Supplied passage section start
Sunday, November 14, 2010

Love is the Movement

The day after I posted about my struggles with depression (it comes and goes for me) I had two students come with a message written on their arm. They said they wrote it on their arms to remember teenagers who had committed suicide. There was such sweetness in their heart for the world, and sadness at the thought of such dark burdens.
There is something to be learned from them. I have had all kinds of reactions to my own depression over the years: judgment, pity, criticism, compassion, support. Things said like, "keep your chin up!" "Just be grateful for what you have" "get a grip!". I am sure there were many more things said that were inappropriate that I can't remember right now. I do believe that while those words ultimately hold concern and loving intention, most of them reveal how misunderstood depression is. Loving, accepting, understanding words have also come and have been a healing balm. It is outside the scope of this rather scope-less blog to educate about depression, and it is curious to me that I choose to write about it here. I do find some support here and it does make me feel better to know I am not the only one in the world who deals with sadness.
Supplied passage section end
Dataset extract section start
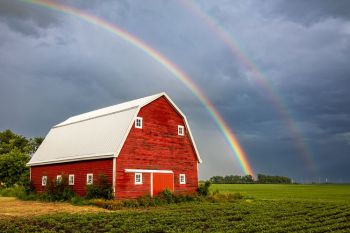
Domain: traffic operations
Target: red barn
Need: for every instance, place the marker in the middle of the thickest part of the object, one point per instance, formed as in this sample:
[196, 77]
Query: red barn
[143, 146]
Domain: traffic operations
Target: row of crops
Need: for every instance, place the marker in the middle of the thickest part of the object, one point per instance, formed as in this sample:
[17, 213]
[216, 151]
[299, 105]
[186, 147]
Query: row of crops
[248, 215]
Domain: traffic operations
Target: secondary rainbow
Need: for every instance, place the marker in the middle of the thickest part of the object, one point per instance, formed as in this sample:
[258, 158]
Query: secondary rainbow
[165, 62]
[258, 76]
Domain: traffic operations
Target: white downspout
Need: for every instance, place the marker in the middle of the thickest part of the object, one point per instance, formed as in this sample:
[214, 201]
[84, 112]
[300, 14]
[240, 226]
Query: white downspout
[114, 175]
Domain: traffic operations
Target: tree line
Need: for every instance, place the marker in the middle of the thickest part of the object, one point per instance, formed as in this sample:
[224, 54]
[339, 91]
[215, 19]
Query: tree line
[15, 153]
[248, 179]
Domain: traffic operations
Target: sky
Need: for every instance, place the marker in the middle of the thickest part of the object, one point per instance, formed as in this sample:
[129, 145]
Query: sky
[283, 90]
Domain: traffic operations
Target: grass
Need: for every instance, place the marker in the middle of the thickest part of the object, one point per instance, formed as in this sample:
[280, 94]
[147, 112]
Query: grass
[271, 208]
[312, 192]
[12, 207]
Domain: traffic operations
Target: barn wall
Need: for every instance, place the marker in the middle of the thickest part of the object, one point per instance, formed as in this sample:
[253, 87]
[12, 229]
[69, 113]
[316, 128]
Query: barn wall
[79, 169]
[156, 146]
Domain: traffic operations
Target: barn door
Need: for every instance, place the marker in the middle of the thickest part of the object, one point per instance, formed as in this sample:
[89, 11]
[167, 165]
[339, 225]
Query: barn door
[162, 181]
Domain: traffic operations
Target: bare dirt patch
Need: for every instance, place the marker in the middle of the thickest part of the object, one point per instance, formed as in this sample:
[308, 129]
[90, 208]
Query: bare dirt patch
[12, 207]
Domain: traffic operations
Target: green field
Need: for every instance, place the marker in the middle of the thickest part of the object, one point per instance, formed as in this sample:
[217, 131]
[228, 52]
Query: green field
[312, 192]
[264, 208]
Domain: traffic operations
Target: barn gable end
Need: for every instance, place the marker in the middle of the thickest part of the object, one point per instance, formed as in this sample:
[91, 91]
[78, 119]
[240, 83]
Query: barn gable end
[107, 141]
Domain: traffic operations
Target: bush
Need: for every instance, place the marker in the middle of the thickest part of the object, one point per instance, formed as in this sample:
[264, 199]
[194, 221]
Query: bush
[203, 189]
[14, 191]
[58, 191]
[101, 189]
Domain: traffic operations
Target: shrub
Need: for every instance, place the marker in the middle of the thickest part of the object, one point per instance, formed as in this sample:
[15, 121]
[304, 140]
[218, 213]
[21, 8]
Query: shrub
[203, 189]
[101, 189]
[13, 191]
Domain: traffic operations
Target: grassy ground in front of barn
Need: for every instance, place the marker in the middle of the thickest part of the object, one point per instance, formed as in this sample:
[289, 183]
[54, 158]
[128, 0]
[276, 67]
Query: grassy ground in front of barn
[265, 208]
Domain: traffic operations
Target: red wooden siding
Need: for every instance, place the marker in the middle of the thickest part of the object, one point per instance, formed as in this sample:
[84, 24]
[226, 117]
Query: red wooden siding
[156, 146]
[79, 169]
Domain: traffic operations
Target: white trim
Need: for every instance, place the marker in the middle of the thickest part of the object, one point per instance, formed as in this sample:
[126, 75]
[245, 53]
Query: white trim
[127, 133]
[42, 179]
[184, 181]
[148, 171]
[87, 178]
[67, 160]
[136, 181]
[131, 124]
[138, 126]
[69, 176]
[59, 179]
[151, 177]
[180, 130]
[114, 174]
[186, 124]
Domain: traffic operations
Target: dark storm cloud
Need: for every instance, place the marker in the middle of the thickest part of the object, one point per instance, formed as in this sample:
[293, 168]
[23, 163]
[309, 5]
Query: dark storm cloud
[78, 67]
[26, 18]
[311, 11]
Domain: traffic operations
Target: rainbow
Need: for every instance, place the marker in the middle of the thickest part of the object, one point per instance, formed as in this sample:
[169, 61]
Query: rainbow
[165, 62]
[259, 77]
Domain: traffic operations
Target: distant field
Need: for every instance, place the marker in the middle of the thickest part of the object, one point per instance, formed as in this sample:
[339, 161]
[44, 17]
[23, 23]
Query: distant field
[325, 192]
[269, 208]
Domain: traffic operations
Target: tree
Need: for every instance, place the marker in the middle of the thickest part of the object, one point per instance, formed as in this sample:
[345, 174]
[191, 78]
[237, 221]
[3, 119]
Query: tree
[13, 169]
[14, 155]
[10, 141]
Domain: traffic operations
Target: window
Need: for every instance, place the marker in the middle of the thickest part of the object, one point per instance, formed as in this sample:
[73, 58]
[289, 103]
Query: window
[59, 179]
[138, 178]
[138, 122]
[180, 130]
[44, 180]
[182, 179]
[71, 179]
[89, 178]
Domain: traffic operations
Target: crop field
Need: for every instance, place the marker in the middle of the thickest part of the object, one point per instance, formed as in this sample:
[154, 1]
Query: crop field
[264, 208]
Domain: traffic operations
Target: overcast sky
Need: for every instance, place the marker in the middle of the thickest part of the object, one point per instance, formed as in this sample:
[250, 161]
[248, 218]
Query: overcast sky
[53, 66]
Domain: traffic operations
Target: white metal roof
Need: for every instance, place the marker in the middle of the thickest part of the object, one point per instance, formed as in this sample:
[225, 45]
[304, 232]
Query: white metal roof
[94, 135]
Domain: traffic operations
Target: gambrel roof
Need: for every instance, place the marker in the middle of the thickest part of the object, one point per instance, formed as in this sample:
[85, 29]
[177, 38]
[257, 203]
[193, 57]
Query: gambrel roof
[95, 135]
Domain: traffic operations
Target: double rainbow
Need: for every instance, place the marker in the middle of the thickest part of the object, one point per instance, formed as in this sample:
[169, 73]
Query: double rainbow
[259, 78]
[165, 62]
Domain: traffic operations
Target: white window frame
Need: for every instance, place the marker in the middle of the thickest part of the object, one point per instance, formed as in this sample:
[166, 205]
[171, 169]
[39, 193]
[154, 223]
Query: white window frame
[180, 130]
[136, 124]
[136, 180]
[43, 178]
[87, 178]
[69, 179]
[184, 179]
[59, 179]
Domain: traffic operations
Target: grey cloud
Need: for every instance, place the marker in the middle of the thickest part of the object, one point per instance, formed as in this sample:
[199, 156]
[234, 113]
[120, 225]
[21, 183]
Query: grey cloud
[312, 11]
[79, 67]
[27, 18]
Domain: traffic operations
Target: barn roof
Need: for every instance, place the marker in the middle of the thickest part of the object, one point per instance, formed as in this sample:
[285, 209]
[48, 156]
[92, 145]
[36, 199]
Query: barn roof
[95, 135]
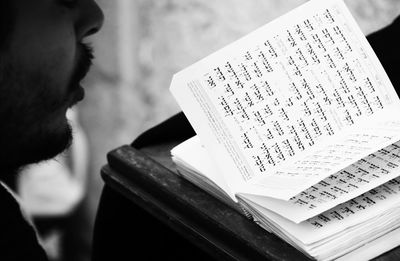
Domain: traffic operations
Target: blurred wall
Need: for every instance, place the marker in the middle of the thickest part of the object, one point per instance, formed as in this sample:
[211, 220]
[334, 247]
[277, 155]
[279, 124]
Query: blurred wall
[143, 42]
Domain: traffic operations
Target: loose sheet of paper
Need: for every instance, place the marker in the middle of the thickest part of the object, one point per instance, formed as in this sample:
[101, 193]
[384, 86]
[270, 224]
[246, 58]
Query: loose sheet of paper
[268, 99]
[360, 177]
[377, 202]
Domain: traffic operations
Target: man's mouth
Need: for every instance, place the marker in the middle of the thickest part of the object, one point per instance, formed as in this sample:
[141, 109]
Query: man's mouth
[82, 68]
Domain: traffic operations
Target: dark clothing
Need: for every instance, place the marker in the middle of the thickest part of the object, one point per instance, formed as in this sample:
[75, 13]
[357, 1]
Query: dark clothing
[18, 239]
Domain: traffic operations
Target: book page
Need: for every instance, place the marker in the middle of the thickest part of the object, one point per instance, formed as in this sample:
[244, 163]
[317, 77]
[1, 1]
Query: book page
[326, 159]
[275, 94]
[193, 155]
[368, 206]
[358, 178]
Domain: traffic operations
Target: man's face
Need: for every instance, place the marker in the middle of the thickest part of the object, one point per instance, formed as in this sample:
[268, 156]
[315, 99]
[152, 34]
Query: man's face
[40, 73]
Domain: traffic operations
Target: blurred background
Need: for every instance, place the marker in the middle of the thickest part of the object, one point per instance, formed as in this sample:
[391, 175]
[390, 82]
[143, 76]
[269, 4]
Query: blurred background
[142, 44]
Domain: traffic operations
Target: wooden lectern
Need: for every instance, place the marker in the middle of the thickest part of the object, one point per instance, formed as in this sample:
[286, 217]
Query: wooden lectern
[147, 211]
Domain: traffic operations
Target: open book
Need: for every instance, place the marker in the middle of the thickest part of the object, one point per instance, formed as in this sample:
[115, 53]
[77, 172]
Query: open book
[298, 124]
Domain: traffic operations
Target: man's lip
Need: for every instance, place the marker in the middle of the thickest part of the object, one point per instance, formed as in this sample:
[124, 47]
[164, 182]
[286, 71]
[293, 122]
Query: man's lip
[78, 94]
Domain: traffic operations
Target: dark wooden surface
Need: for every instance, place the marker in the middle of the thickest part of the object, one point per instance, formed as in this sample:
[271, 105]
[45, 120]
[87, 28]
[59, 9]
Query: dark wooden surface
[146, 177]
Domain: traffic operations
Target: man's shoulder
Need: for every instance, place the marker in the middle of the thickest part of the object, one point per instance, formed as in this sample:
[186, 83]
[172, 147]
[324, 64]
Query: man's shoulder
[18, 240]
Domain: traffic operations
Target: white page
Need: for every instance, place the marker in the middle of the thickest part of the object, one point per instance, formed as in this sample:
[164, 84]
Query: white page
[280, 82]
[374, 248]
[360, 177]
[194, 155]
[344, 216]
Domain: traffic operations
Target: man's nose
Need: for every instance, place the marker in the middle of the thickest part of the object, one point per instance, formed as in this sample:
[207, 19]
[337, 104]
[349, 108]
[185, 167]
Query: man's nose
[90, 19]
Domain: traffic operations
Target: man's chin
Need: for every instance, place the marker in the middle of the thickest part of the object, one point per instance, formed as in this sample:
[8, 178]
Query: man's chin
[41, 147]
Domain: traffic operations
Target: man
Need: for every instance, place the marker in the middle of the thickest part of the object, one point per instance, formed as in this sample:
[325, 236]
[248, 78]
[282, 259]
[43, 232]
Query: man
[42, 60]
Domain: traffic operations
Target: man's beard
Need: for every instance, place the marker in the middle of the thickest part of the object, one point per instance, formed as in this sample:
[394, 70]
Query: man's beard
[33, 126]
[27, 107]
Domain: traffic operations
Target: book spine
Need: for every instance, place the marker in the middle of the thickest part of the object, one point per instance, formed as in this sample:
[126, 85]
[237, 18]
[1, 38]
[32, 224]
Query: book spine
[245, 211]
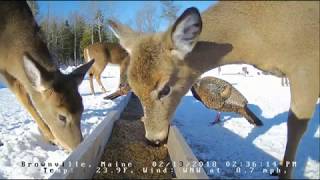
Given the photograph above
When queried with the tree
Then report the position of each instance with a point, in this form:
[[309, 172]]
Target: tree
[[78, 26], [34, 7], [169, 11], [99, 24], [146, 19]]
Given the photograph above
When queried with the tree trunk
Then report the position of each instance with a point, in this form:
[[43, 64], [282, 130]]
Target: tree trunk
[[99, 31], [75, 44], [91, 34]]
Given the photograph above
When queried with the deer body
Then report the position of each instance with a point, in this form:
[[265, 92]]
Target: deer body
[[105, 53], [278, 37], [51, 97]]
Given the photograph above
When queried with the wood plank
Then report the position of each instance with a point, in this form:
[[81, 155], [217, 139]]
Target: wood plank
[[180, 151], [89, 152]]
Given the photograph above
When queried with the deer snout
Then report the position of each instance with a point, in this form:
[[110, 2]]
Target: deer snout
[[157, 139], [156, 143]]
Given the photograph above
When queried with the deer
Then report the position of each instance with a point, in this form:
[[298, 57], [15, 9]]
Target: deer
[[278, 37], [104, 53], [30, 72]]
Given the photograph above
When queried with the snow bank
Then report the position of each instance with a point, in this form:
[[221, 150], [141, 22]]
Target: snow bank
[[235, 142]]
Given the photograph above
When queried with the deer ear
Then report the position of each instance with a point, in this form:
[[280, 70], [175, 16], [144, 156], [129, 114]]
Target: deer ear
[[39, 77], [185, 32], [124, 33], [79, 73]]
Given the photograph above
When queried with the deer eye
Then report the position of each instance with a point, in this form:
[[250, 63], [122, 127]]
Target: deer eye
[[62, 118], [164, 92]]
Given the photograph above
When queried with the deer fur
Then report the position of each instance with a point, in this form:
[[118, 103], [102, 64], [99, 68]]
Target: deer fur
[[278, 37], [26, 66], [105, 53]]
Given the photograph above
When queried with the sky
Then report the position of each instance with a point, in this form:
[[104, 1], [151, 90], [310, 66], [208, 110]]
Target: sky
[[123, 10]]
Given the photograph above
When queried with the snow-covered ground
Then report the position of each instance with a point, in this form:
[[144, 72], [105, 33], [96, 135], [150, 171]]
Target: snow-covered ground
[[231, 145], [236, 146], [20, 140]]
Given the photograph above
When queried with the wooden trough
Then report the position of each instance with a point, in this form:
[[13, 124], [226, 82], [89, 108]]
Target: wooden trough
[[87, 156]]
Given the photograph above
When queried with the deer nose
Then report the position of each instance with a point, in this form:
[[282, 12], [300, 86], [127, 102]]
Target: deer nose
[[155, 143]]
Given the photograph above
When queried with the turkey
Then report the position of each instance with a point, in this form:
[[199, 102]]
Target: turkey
Dataset extract section end
Assignment -> Carry on the blog post about depression from the point where it stops. The entries above were taken from a different source than the blog post.

Answer to this exercise ->
Most of the time my depression is pretty manageable. I try to have a holistic view of it as a spiritual dis-ease, and address it with therapy, spiritual work, exercise (not very consistently!), working on eloquently speaking my truth, handling my emotions (especially anger) and diet. This is what I do. I have tried different drugs over the years and so far they just don't work for me. For the most part my depression has more to do with my seeking, insecure nature than a desire to leave this life. For me, it can also be a gift that lets me know I am out of balance, ignoring a message that is important to my soul, or spinning so fast I disconnect myself not just from my feelings, but from the spiritual world. I know there are so many shades of gray though and many have deep, ongoing, painful struggles with the disease.
I was so touched by my students' love for those in pain, the reminder that depression is a serious issue,and it made me ever so mindful of how lucky I truly am.
I pray I can only continue to grow in finding compassion and loving acceptance of others.

1 comment:

  1. (((Hugs))) Depression is a terrible illness. I hope so much you find one day what you need. Until then, in the longing, and the not-quite-meeting, there is much beauty to be discovered, and turned into art, poetry, lamenting, compassion, truth.